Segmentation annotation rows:

::::

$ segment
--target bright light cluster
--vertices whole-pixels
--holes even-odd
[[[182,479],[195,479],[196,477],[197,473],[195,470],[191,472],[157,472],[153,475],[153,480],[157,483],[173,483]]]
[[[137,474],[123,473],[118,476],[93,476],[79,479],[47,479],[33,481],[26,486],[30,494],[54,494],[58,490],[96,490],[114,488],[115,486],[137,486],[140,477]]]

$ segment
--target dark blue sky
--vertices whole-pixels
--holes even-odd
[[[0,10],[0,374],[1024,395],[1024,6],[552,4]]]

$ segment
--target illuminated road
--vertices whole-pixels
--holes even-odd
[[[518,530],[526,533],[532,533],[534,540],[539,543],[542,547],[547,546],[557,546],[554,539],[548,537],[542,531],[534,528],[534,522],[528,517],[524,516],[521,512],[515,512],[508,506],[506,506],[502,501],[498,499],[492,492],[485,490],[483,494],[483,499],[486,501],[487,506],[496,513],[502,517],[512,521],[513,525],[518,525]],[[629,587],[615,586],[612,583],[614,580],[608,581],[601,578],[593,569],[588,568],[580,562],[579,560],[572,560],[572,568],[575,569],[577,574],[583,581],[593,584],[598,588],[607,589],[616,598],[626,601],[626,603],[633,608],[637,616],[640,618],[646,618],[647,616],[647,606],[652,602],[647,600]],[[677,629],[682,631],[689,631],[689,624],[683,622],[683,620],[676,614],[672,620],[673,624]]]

::::

◆ Your instructions
Reproduce all of the rows above line for line, changing nothing.

◆ Output
$ segment
--target bright light cluster
--vertices whole-pixels
--holes even-odd
[[[182,479],[195,479],[196,477],[197,473],[195,470],[191,472],[157,472],[153,475],[153,480],[157,483],[173,483]]]
[[[137,474],[123,473],[118,476],[93,476],[79,479],[47,479],[33,481],[26,486],[30,494],[54,494],[58,490],[96,490],[114,488],[115,486],[137,486],[140,477]]]

$ segment
--target dark blue sky
--vertices whole-pixels
--holes even-odd
[[[0,10],[0,374],[1024,395],[1024,6],[552,4]]]

$ segment
--target illuminated road
--vertices whole-pixels
--holes even-odd
[[[518,530],[526,533],[532,533],[534,540],[539,543],[542,547],[547,546],[557,546],[554,539],[548,537],[542,531],[534,528],[534,522],[528,517],[524,516],[521,512],[515,512],[508,506],[506,506],[502,501],[498,499],[492,492],[485,490],[483,494],[483,499],[486,501],[487,506],[496,513],[502,517],[512,521],[513,525],[518,525]],[[629,587],[615,586],[612,583],[614,580],[608,581],[601,578],[593,569],[588,568],[580,562],[579,560],[572,560],[572,568],[575,569],[577,574],[583,581],[593,584],[598,588],[607,589],[616,598],[626,601],[626,603],[633,608],[637,616],[640,618],[646,618],[647,616],[647,606],[652,602],[647,600]],[[677,629],[682,631],[689,631],[689,624],[683,622],[683,620],[676,614],[672,620],[673,624]]]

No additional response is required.